-- Start DATASET EXTRACT --

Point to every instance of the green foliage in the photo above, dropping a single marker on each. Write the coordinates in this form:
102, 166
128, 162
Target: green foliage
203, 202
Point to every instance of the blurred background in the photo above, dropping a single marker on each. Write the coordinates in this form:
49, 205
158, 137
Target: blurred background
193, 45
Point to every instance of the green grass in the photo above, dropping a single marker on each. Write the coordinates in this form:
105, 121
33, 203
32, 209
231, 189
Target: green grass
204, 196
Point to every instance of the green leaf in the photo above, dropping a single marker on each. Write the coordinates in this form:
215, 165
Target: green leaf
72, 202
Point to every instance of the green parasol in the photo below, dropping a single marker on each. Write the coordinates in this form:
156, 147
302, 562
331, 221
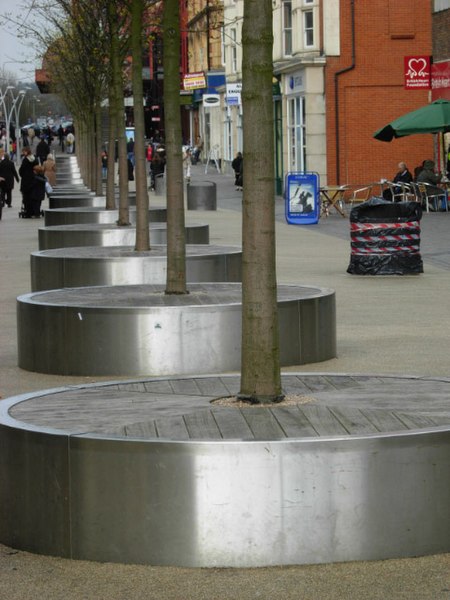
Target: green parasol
432, 118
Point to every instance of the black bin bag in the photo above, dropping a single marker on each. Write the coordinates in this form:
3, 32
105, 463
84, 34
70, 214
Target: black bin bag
385, 238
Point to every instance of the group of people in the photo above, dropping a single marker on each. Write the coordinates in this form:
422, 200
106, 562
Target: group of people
237, 165
424, 173
36, 173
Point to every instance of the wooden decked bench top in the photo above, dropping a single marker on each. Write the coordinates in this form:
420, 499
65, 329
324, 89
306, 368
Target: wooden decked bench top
180, 408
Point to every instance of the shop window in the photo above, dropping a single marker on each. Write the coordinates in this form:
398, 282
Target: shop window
296, 134
287, 27
308, 27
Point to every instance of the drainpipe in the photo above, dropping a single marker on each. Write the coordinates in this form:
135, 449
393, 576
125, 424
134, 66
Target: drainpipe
336, 91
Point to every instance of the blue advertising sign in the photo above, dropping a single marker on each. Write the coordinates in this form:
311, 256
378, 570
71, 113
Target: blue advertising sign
302, 202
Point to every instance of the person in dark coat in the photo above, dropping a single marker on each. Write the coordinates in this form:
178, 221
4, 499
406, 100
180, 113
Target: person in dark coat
38, 190
7, 175
42, 151
236, 165
157, 166
27, 181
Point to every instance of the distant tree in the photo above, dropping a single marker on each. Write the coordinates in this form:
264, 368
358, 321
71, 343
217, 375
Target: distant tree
142, 218
176, 249
260, 367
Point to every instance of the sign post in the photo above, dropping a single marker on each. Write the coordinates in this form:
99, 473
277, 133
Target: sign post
302, 202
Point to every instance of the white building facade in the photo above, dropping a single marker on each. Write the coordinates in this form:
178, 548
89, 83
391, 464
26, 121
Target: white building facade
305, 32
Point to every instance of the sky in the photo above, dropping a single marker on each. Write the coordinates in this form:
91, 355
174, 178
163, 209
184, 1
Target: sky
15, 50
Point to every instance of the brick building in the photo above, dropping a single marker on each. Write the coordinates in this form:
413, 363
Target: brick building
365, 88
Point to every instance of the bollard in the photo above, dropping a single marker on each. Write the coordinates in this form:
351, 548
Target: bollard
202, 196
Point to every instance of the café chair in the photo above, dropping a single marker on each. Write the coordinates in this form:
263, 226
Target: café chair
402, 192
360, 195
429, 193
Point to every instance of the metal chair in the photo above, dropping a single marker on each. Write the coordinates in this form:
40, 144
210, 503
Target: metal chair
360, 195
431, 193
402, 192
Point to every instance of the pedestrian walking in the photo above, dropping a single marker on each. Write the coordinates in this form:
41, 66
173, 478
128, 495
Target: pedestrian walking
50, 169
236, 165
37, 193
27, 181
8, 174
70, 143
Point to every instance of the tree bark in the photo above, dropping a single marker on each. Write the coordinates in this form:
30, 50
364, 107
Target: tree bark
260, 367
176, 248
142, 204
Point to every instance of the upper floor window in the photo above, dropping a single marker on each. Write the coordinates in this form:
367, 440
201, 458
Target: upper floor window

-- End DATASET EXTRACT --

# WORK TO COMPLETE
Repeat, exactly and only, the lines above from the one containing "Point to every instance of the sky" through the end of the material.

# FULL SOLUTION
Point to every instance of the sky in the photo above, dropping a single marker on each. Write the coordinates in this form:
91, 355
174, 178
163, 209
184, 1
Target: sky
15, 50
Point to every instance of the brick building in the photo above, dropping a single marker on each. Write the coordinates in this form:
413, 363
Target: brick building
365, 88
Point to every instance of the bollard in the photo above, dropping a single marker on each. Write the coordinates in this form:
351, 548
Target: bollard
202, 196
Point to every instance of the café chair in the photo above, dropping a single marker on each. Write the coordinates in this form:
263, 226
Target: café chair
402, 192
360, 195
429, 193
Point to every instance of the metal chair in the photo above, dropping a single marker on each. Write the coordinates in this form:
40, 144
210, 503
Target: metal chair
360, 195
431, 193
402, 192
Point to every instance of the pedestrian walking in the photo above, dropping a single marker on each. Write the coordinates in this form:
41, 66
173, 478
128, 495
Target: pedestrian walking
50, 169
236, 165
37, 193
27, 181
8, 174
70, 143
Point to every instance of the tree bark in the photo above, dropping a single marker on each. Write the coordinates in this form:
30, 50
364, 107
Target: tree bark
260, 367
176, 248
142, 204
Point to every instance of the upper floor window in the photo above, dropping a single marker on each. Write the coordinates in this form:
367, 440
201, 458
Target: upper floor window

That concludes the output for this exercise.